**QUOTED TEXT:**
────

UPDF MAJOR ENCROACHES ON NATIONAL PARK

May 28, 2007

A UPDF officer at the rank of a major was among the hundreds of pastoralists evicted from Queen Elizabeth National park with over 20,000 head of cattle over the weekend.

BY JOHN THAWITE

A UPDF officer at the rank of a major was among the hundreds of pastoralists evicted from Queen Elizabeth National park with over 20,000 head of cattle over the weekend.

The Uganda Wildlife Authority (UWA), backed by the Uganda People’s Defence Forces (UPDF) launched the eviction operation on Saturday morning. The operation in which UWA also used two planes to track the encroachers, continued yesterday.

Sam Mwanda, UWA’s field operation officer, named the UPDF officer
Major S.B. Twine among the encroachers evicted on Saturday.
The officer had reportedly established a kraal in the park where he
was keeping 150 head of cattle. He was ordered to move the animals
westwards across River Nyamugasani, according to Mwanda.

During the operation, 16 pastoralists including a woman tried to
resist eviction and were arrested and taken to the nearby Katwe
Police Station.

They were later freed after they agreed to leave the park.
The pastoralists include the Basongora who were evicted from
Virunga national park in eastern Democratic Republic of Congo in
March last year.

UWA estimated that about 250sq
km of the park has been occupied
by the encroachers.

Queen Elizabeth II is expected to
visit the park, which was named
after her, during the Commonwealth
Heads of Government meeting
to be hosted by Uganda in
November this year.

────

**INFORMATION PROVIDED:**
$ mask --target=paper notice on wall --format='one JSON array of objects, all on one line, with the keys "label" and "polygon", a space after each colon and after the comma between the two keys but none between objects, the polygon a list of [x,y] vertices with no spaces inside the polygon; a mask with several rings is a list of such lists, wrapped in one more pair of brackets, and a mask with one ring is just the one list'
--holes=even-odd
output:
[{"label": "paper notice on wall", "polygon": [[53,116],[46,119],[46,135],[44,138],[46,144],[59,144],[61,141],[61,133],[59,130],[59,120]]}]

────

**SHORT EXERCISE A:** Please copy the part of the Queen Elizabeth National Park article between "The officer had" and "according to Mwanda.", inclusive.
**SHORT EXERCISE B:** In the Queen Elizabeth National Park article, which river was the UPDF officer ordered to move his cattle across?
**SHORT EXERCISE C:** Shorten the paragraph of the Queen Elizabeth National Park article that begins "Sam Mwanda, UWA’s field operation officer," keeping its main facts.

**CORRECT RESPONSE A:**
The officer had reportedly established a kraal in the park where he
was keeping 150 head of cattle. He was ordered to move the animals
westwards across River Nyamugasani, according to Mwanda.

**CORRECT RESPONSE B:** River Nyamugasani.

**CORRECT RESPONSE C:** Sam Mwanda, UWA's field operation officer, said Major S.B. Twine was among those evicted on Saturday. The major had reportedly kept 150 head of cattle in a kraal in the park and was ordered to move them west across River Nyamugasani.